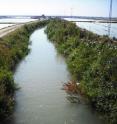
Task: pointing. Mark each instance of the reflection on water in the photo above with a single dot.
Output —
(40, 99)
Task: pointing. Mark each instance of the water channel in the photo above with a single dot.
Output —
(40, 99)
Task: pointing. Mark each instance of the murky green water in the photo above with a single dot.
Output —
(40, 100)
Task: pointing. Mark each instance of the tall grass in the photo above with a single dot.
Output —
(13, 47)
(92, 60)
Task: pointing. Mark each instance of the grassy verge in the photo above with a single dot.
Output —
(13, 48)
(92, 60)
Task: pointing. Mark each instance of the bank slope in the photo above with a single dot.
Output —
(13, 47)
(92, 60)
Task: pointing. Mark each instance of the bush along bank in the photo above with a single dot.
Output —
(13, 47)
(92, 60)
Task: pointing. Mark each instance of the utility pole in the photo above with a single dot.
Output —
(110, 17)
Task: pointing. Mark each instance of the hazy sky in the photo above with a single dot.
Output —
(57, 7)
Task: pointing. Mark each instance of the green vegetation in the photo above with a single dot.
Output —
(92, 60)
(13, 48)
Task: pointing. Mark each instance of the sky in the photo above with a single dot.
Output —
(58, 7)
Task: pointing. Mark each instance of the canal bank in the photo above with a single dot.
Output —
(41, 76)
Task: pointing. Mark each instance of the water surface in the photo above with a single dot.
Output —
(40, 100)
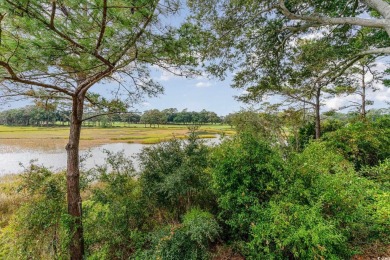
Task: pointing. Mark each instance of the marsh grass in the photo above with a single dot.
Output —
(10, 198)
(53, 138)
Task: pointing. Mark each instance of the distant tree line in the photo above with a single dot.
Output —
(50, 115)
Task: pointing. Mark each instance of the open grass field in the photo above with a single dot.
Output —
(53, 138)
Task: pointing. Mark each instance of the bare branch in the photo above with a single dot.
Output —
(53, 13)
(103, 25)
(373, 23)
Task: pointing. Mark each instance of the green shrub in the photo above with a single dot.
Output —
(362, 143)
(246, 172)
(188, 240)
(173, 176)
(379, 173)
(286, 230)
(115, 213)
(40, 227)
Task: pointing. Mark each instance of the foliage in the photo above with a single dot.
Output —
(173, 175)
(188, 240)
(288, 230)
(378, 173)
(362, 143)
(325, 211)
(40, 227)
(115, 211)
(246, 173)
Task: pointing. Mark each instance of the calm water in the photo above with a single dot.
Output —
(11, 157)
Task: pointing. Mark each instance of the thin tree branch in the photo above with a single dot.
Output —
(103, 25)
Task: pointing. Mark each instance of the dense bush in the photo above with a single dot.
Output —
(115, 211)
(362, 143)
(173, 175)
(246, 172)
(187, 240)
(326, 211)
(40, 227)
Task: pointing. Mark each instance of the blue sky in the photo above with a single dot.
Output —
(213, 95)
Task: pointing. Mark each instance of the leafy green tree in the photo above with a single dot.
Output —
(246, 173)
(153, 117)
(173, 176)
(63, 48)
(362, 143)
(258, 39)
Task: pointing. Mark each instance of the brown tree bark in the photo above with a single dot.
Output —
(318, 114)
(363, 110)
(73, 180)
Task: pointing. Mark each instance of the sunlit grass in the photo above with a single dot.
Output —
(56, 137)
(10, 198)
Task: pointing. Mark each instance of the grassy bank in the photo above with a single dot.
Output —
(56, 137)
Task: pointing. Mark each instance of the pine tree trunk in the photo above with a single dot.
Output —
(73, 180)
(363, 111)
(318, 115)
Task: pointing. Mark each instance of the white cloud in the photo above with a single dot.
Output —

PROMPT: Which lines of the material above hold the string "grassy"? Pull them out.

OUTPUT BELOW:
Task: pointing. Mark each instance of the grassy verge in the photo above with a single dot.
Task: pointing. Mark each instance of the grassy bank in the photo above with a single dot.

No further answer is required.